Liking What You See:A Documentary is a fascinating look at beauty through the lens of a simple but highly effective science fiction premise. Calliagnosia is a neurological means of turning off/on a person’s ability to see beauty in the human face. This is not to say everyone looks like a lemming, rather that the specific node of the brain which registers beauty and ugliness is manipulated, leaving the recognition of physical features intact. Structured like a documentary film, the transitions are noted like subtitles via the interviewee’s name, the content thereafter like an answer to an interview question. Fully unpacking the idea, there are two sub-stories: an eighteen year old girl who has her calli turned off and corporate reaction to a proposal to introduce calli to every student at a university. (For a more in depth review of the novella on this blog, see here.)

* Raw data
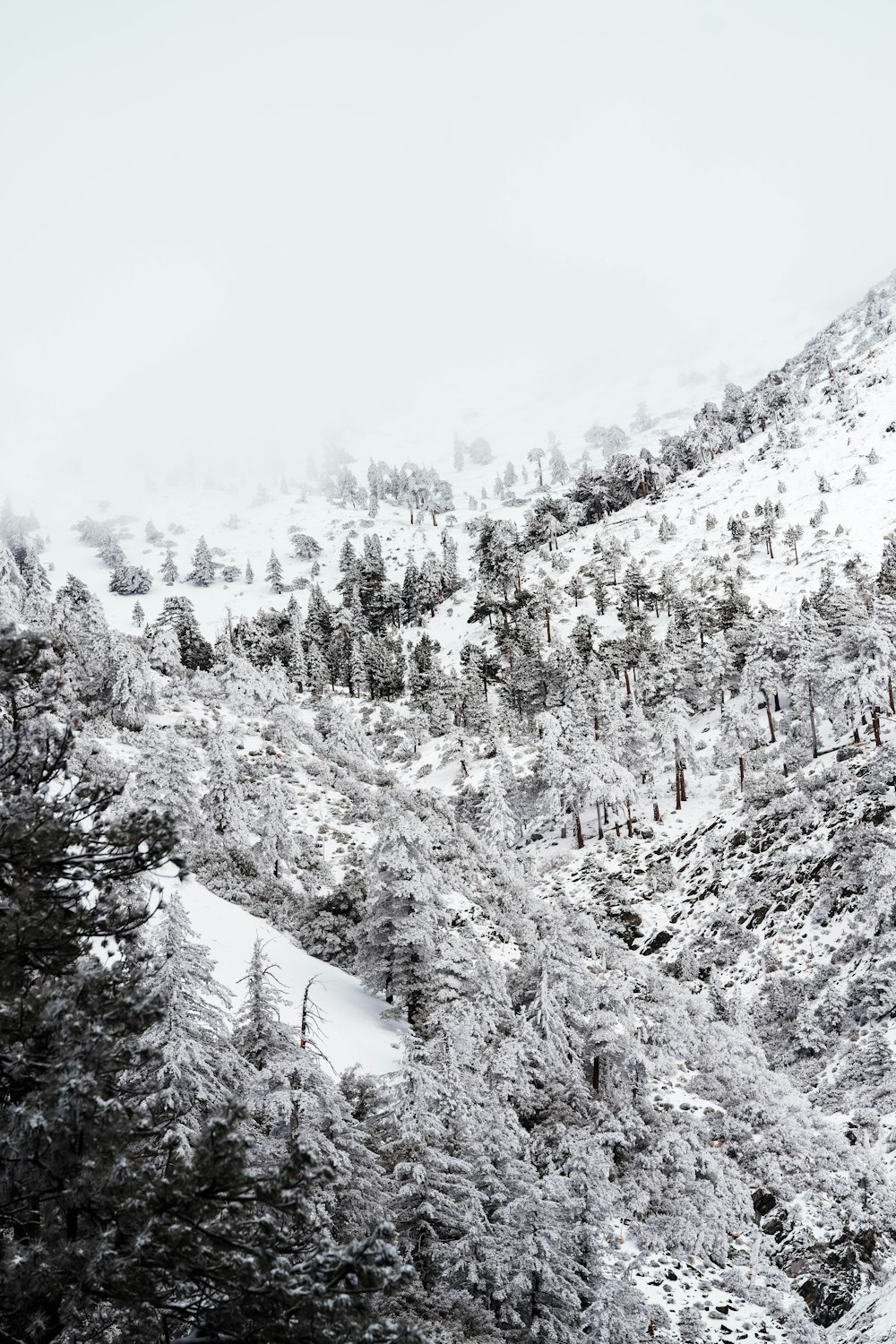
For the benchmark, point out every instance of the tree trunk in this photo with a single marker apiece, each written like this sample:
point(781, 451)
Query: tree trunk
point(812, 722)
point(771, 722)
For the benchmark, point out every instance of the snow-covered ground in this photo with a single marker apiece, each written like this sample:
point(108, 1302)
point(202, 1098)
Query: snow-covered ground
point(349, 1029)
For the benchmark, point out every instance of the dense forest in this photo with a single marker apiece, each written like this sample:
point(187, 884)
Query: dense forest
point(581, 768)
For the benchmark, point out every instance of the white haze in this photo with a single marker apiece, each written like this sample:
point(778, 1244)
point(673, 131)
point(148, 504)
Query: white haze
point(236, 228)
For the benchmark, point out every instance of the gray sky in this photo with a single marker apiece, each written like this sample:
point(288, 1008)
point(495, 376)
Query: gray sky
point(231, 226)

* Tasks to perform
(1) List each thing the review of Liking What You See states about what calliagnosia does or leaves unchanged.
(2) Carry the review of Liking What You See forward from its final sentence.

* Set of answers
(1)
- It is a neurological means of turning off/on a person's ability to see beauty in the human face.
- It manipulates the specific node of the brain that registers beauty and ugliness.
- It leaves the recognition of physical features intact.

(2)
In the end, Stories of Your Life and Others is a high quality collection that pushes Chiang near the front of all writers of speculative fiction today despite the relative paucity of output. Many of the stories possess a moral dimension, and all a fundamentally human one. Fleshing out the remainder is a variety of genre motifs—some original, some familiar—motivated by intelligent, well-intentioned premises. Not nihilistic commentaries on humanity, the stories are imbued with a touch of that bittersweet something which makes life real in fiction, giving the collection its success.